» **To be done**
Please reproduce the following lines word for word, keeping every character unchanged.

┄┄┄┄┄┄┄┄┄┄

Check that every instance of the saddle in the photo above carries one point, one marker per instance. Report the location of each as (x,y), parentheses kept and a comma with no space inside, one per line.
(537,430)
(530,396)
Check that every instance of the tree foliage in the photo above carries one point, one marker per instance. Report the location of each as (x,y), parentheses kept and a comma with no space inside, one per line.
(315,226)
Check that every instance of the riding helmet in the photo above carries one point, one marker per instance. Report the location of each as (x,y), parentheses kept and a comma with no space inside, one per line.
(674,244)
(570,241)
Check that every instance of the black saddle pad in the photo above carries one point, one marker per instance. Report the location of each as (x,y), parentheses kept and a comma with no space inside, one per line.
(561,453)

┄┄┄┄┄┄┄┄┄┄

» **Answer in full**
Check that every instance of the saddle in the photo above carries one point, one marker per instance. Report the location of each as (x,y), parentheses kept and a comma with no space inside, one per line.
(537,430)
(530,396)
Check that every instance of the tree foliage in the photo above carries one point, one marker per instance. Report the location of each as (x,y), parentheses kept and a comma with no space inside, one per line.
(315,226)
Check that every instance of the riding helmet in the photo above carries one point, one marker per instance. Report the location of each as (x,y), parentheses kept and a comma with no space inside, one per line.
(674,244)
(570,241)
Check that every instance of the black saddle pad in the photo above carries one point, one marker per instance. Report the location of each as (x,y), parentheses kept and a comma with no space inside, one per line.
(561,453)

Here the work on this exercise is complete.